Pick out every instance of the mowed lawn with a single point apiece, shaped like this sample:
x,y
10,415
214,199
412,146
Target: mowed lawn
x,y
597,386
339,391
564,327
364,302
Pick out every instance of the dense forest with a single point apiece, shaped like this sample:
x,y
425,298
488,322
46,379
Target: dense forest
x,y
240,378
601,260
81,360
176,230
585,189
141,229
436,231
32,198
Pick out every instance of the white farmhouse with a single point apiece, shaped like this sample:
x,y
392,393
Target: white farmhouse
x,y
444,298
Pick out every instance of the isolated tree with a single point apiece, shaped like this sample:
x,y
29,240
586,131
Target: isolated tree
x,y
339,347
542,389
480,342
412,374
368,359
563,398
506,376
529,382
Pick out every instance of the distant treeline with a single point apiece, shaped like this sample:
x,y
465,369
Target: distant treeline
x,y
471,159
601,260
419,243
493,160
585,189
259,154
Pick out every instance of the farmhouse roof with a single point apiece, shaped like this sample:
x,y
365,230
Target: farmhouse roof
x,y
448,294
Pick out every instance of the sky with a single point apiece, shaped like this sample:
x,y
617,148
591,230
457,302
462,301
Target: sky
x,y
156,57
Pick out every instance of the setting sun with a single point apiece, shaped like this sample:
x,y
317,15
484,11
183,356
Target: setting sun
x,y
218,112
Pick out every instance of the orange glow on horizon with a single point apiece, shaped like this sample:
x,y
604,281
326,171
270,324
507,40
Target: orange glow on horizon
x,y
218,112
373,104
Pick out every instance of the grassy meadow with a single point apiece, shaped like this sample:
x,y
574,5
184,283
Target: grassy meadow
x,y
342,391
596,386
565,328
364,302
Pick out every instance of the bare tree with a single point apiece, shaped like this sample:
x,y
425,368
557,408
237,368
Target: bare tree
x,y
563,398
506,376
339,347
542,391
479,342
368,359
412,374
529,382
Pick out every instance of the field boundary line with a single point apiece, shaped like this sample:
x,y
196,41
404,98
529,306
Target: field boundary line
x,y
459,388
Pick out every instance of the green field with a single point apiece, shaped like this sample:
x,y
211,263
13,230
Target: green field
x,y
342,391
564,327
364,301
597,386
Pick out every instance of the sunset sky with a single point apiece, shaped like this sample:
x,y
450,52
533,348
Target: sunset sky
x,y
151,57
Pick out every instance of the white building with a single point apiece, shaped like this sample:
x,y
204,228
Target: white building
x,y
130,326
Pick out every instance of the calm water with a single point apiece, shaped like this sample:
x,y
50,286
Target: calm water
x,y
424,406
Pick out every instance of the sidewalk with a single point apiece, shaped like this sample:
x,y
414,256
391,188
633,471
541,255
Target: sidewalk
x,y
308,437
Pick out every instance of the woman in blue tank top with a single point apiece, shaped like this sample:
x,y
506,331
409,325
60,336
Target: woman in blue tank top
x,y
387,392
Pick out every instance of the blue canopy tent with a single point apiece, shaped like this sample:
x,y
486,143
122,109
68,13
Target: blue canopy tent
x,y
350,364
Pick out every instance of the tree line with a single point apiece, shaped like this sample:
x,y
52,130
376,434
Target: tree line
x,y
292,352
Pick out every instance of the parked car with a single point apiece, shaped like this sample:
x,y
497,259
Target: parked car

——————

▶ **Request**: Lay out every line of the material above as a Markdown table with the columns "Row" and "Line", numbering each row and omitting blank lines.

▶ **Written response**:
| Row | Line |
|---|---|
| 1 | Pick out every instance of the mowed lawn with a single point apiece, shaped like this sample: |
| 2 | x,y |
| 3 | 10,415 |
| 4 | 214,199 |
| 5 | 412,146 |
| 6 | Target: mowed lawn |
| 7 | x,y |
| 8 | 597,386 |
| 9 | 339,391 |
| 10 | 564,327 |
| 11 | 364,302 |
| 12 | Pick out every instance of the dense forest with a single point apiece, shaped like this sample: |
| 13 | x,y |
| 14 | 425,298 |
| 15 | 488,322 |
| 16 | 46,379 |
| 17 | Target: dense forest |
| 18 | x,y |
| 19 | 240,378 |
| 20 | 601,260 |
| 21 | 81,360 |
| 22 | 176,230 |
| 23 | 585,189 |
| 24 | 141,229 |
| 25 | 436,231 |
| 26 | 32,198 |
| 27 | Pick out every instance of the white farmhouse with a single point apiece, shaped like this sample: |
| 28 | x,y |
| 29 | 392,393 |
| 30 | Target: white farmhouse |
| 31 | x,y |
| 32 | 444,298 |
| 33 | Pick out every instance of the isolated tree with a single point apiece, shaped like this sample: |
| 34 | x,y |
| 35 | 29,240 |
| 36 | 586,131 |
| 37 | Target: isolated tree |
| 38 | x,y |
| 39 | 339,347 |
| 40 | 542,389 |
| 41 | 480,342 |
| 42 | 412,374 |
| 43 | 368,359 |
| 44 | 563,398 |
| 45 | 506,376 |
| 46 | 529,382 |
| 47 | Pick out every instance of the distant treeline with a single point apiece, shaped like this sample: |
| 48 | x,y |
| 49 | 465,369 |
| 50 | Target: distant treeline |
| 51 | x,y |
| 52 | 471,159 |
| 53 | 601,260 |
| 54 | 419,243 |
| 55 | 493,160 |
| 56 | 585,189 |
| 57 | 259,154 |
| 58 | Pick out every instance of the farmhouse roof with a single point apiece, shaped like this sample: |
| 59 | x,y |
| 60 | 365,230 |
| 61 | Target: farmhouse roof |
| 62 | x,y |
| 63 | 448,294 |
| 64 | Pick out every instance of the sky with a single point apiece, shaped like this sample: |
| 65 | x,y |
| 66 | 617,148 |
| 67 | 591,230 |
| 68 | 457,302 |
| 69 | 462,301 |
| 70 | Target: sky |
| 71 | x,y |
| 72 | 156,57 |
| 73 | Pick out every instance of the setting sun with a single point apiece, shaped like this sample: |
| 74 | x,y |
| 75 | 317,15 |
| 76 | 484,11 |
| 77 | 183,356 |
| 78 | Target: setting sun |
| 79 | x,y |
| 80 | 218,112 |
| 81 | Pick out every instance of the orange glow on horizon with a single point apiece, shaped like this sample: |
| 82 | x,y |
| 83 | 604,281 |
| 84 | 326,171 |
| 85 | 270,324 |
| 86 | 507,40 |
| 87 | Target: orange glow on horizon |
| 88 | x,y |
| 89 | 218,112 |
| 90 | 373,104 |
| 91 | Pick out every instance of the grassy meadow with a single point apiece, shaped like this sample: |
| 92 | x,y |
| 93 | 574,5 |
| 94 | 184,283 |
| 95 | Target: grassy meadow |
| 96 | x,y |
| 97 | 342,391 |
| 98 | 596,386 |
| 99 | 565,328 |
| 100 | 364,302 |
| 101 | Pick out every instance of the bare tree with a single point apiece, shaped like this sample: |
| 102 | x,y |
| 103 | 425,368 |
| 104 | 557,408 |
| 105 | 237,368 |
| 106 | Target: bare tree |
| 107 | x,y |
| 108 | 563,398 |
| 109 | 506,376 |
| 110 | 339,347 |
| 111 | 542,391 |
| 112 | 479,342 |
| 113 | 368,359 |
| 114 | 412,374 |
| 115 | 529,382 |
| 116 | Pick out every instance of the field boundary line with a single point apiece, shaped like this sample: |
| 117 | x,y |
| 118 | 196,41 |
| 119 | 404,98 |
| 120 | 529,306 |
| 121 | Target: field boundary line |
| 122 | x,y |
| 123 | 459,388 |
| 124 | Pick out every instance of the green field with a single point apiece, shaped like this sample: |
| 125 | x,y |
| 126 | 211,263 |
| 127 | 13,230 |
| 128 | Target: green field |
| 129 | x,y |
| 130 | 342,391 |
| 131 | 564,327 |
| 132 | 364,301 |
| 133 | 597,386 |
| 134 | Pick out every instance of the sunset sky with a single point apiece, shaped like this sample: |
| 135 | x,y |
| 136 | 450,52 |
| 137 | 533,348 |
| 138 | Target: sunset sky |
| 139 | x,y |
| 140 | 151,57 |
| 141 | Pick out every instance of the white building with a single point apiece, shaped like this sample: |
| 142 | x,y |
| 143 | 204,228 |
| 144 | Target: white building |
| 145 | x,y |
| 146 | 130,326 |
| 147 | Pick out every instance of the calm water with a single point apiece, shaped like this sample: |
| 148 | x,y |
| 149 | 50,286 |
| 150 | Target: calm water |
| 151 | x,y |
| 152 | 424,406 |
| 153 | Pick out every instance of the sidewalk with a single point apiece, shaped like this sample: |
| 154 | x,y |
| 155 | 414,256 |
| 156 | 391,188 |
| 157 | 633,471 |
| 158 | 541,255 |
| 159 | Target: sidewalk |
| 160 | x,y |
| 161 | 308,437 |
| 162 | Pick out every instance of the woman in blue tank top with a single point apiece, shaped like this sample: |
| 163 | x,y |
| 164 | 506,331 |
| 165 | 409,325 |
| 166 | 60,336 |
| 167 | Target: woman in blue tank top |
| 168 | x,y |
| 169 | 387,392 |
| 170 | Pick out every instance of the blue canopy tent with a single point apiece, shaped like this sample: |
| 171 | x,y |
| 172 | 486,143 |
| 173 | 122,109 |
| 174 | 68,13 |
| 175 | Target: blue canopy tent |
| 176 | x,y |
| 177 | 350,364 |
| 178 | Pick out every instance of the tree line with a single point apiece, shaped like this sample: |
| 179 | x,y |
| 180 | 52,130 |
| 181 | 376,434 |
| 182 | Target: tree line |
| 183 | x,y |
| 184 | 292,352 |
| 185 | Pick out every instance of the parked car with a single point apiece, shaped like this sample: |
| 186 | x,y |
| 187 | 497,259 |
| 188 | Target: parked car |